### Aim of the task
One line at a time, check the entries below for the word "bounding", and copy each line that has it.

### Provided material
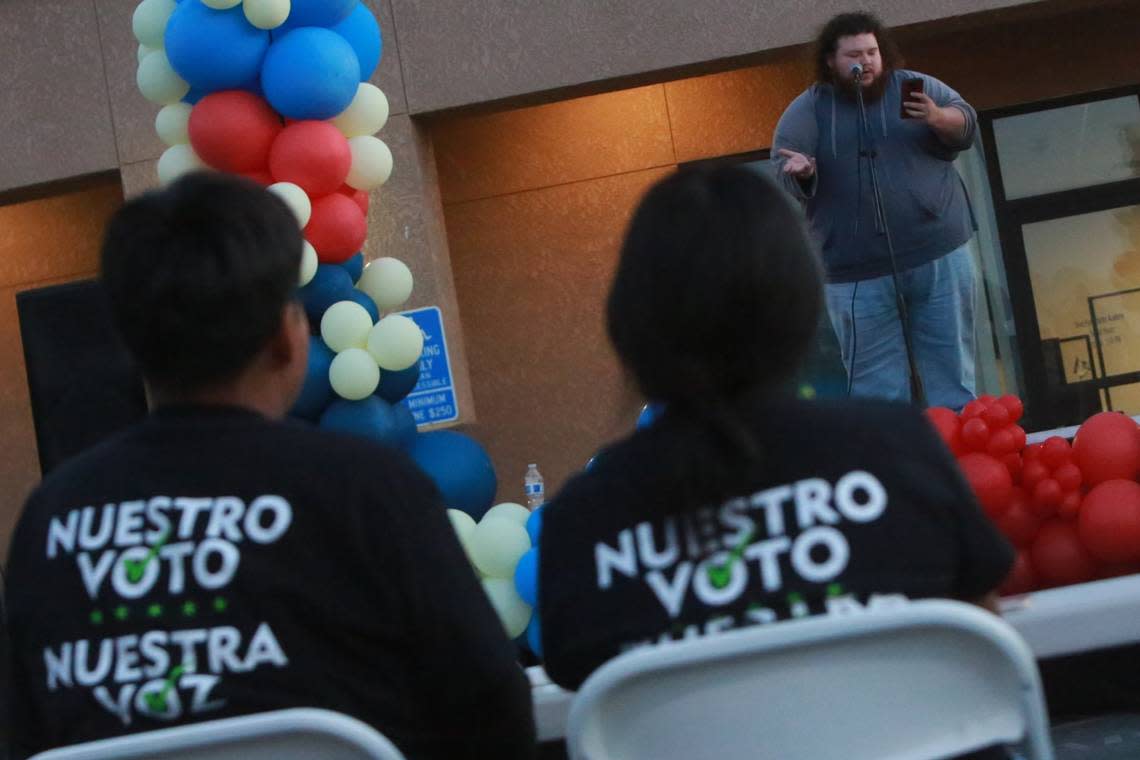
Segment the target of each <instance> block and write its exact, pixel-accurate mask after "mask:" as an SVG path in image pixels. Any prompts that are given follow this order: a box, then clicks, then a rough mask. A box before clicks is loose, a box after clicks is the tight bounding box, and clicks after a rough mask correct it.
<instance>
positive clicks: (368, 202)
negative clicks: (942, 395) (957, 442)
mask: <svg viewBox="0 0 1140 760" xmlns="http://www.w3.org/2000/svg"><path fill="white" fill-rule="evenodd" d="M337 193H340V194H341V195H345V196H348V197H350V198H352V199H353V201H355V202H356V204H357V205H358V206H360V211H363V212H364V215H365V216H367V215H368V206H369V205H370V201H369V197H368V191H367V190H358V189H356V188H355V187H349V186H348V185H344V186H343V187H341V189H340V190H337ZM951 414H954V412H951Z"/></svg>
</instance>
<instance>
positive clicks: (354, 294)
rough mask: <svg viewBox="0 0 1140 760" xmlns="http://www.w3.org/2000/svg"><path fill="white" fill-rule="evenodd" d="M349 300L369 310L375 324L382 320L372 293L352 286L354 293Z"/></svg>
mask: <svg viewBox="0 0 1140 760" xmlns="http://www.w3.org/2000/svg"><path fill="white" fill-rule="evenodd" d="M337 265H339V264H337ZM349 277H352V275H351V273H349ZM349 301H353V302H356V303H359V304H360V305H361V307H364V310H365V311H367V312H368V316H369V317H372V324H373V325H375V324H376V322H378V321H380V309H377V308H376V302H375V301H373V300H372V296H370V295H368V294H367V293H365V292H364V291H361V289H359V288H352V294H351V295H350V296H349Z"/></svg>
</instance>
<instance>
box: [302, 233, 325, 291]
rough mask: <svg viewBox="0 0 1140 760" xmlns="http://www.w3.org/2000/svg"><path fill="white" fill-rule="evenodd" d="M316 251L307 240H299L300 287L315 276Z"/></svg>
mask: <svg viewBox="0 0 1140 760" xmlns="http://www.w3.org/2000/svg"><path fill="white" fill-rule="evenodd" d="M319 263H320V262H319V261H318V260H317V250H316V248H314V247H312V244H311V243H309V242H308V240H301V287H304V286H306V285H308V284H309V283H311V281H312V278H314V277H316V276H317V264H319Z"/></svg>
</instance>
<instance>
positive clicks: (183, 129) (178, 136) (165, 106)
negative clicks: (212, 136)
mask: <svg viewBox="0 0 1140 760" xmlns="http://www.w3.org/2000/svg"><path fill="white" fill-rule="evenodd" d="M190 111H193V106H190V104H188V103H171V104H169V105H165V106H163V107H162V108H160V109H158V115H157V116H155V117H154V131H156V132H157V133H158V138H160V139H161V140H162V141H163V142H165V144H166V145H170V146H174V145H185V144H187V142H189V141H190V132H189V123H190Z"/></svg>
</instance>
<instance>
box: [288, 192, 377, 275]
mask: <svg viewBox="0 0 1140 760" xmlns="http://www.w3.org/2000/svg"><path fill="white" fill-rule="evenodd" d="M367 236H368V220H367V219H366V218H365V215H364V212H361V211H360V206H358V205H357V204H356V203H355V202H353V201H352V199H351V198H349V197H345V196H343V195H341V194H340V193H333V194H332V195H326V196H325V197H323V198H317V199H315V201H314V202H312V216H310V218H309V223H308V224H307V226H306V228H304V237H306V239H307V240H309V243H311V244H312V247H314V248H316V250H317V259H319V260H320V263H324V264H339V263H342V262H344V261H348V260H349V259H351V258H352V256H355V255H356V254H357V252H358V251H359V250H360V248H361V247H363V246H364V239H365V237H367Z"/></svg>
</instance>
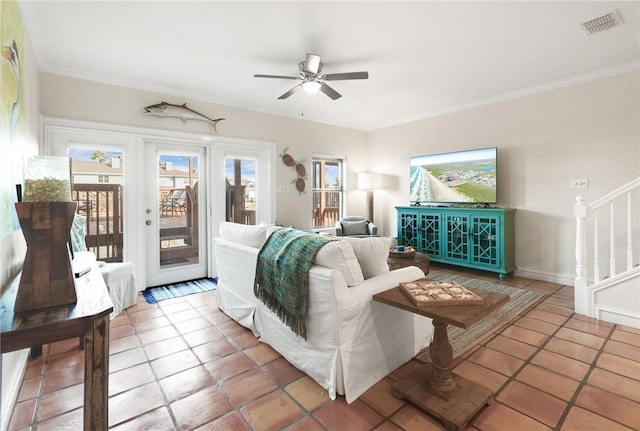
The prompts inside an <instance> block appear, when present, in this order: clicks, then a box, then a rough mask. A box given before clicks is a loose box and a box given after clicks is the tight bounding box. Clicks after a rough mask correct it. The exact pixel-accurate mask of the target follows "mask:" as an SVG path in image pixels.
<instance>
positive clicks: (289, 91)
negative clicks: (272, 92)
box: [278, 84, 302, 100]
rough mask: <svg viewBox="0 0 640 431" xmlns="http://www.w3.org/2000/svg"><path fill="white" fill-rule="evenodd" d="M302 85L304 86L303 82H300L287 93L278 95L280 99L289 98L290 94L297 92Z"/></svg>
mask: <svg viewBox="0 0 640 431" xmlns="http://www.w3.org/2000/svg"><path fill="white" fill-rule="evenodd" d="M300 87H302V84H298V85H296V86H295V87H293V88H292V89H291V90H289V91H287V92H286V93H284V94H283V95H282V96H280V97H278V100H284V99H286V98H288V97H289V96H291V95H292V94H293V93H295V92H296V91H298V90H299V89H300Z"/></svg>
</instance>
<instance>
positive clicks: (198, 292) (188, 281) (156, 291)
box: [142, 278, 218, 304]
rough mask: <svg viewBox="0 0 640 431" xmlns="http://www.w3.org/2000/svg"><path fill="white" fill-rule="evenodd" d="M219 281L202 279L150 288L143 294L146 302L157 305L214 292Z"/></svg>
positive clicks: (144, 298)
mask: <svg viewBox="0 0 640 431" xmlns="http://www.w3.org/2000/svg"><path fill="white" fill-rule="evenodd" d="M217 283H218V280H217V279H215V278H201V279H199V280H191V281H184V282H181V283H173V284H167V285H165V286H158V287H150V288H148V289H145V290H144V291H143V292H142V295H143V296H144V299H145V301H147V303H149V304H155V303H156V302H158V301H162V300H164V299H171V298H178V297H180V296H186V295H191V294H193V293H200V292H207V291H209V290H214V289H215V288H216V286H217Z"/></svg>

### Answer box
Segment the target of each <instance> block and write its exact, pixel-accurate mask after "mask:" as an SVG path in image pixels. Any prompts that are given follow this order: a box, then clicks, then a rough mask. A box before clicks is loose, a box after clicks is the tight bounding box, and clicks after a rough mask correct it.
The prompts inside an <instance> block appear, when present, in this order: clicks, then a box, then a rough mask. A box given before clicks is a loose box and a box given after clicks is the tight bounding box. Clicks after a rough mask correct it. The exact pixel-accurate mask of the target follows "mask:" as an SVG path in image pixels.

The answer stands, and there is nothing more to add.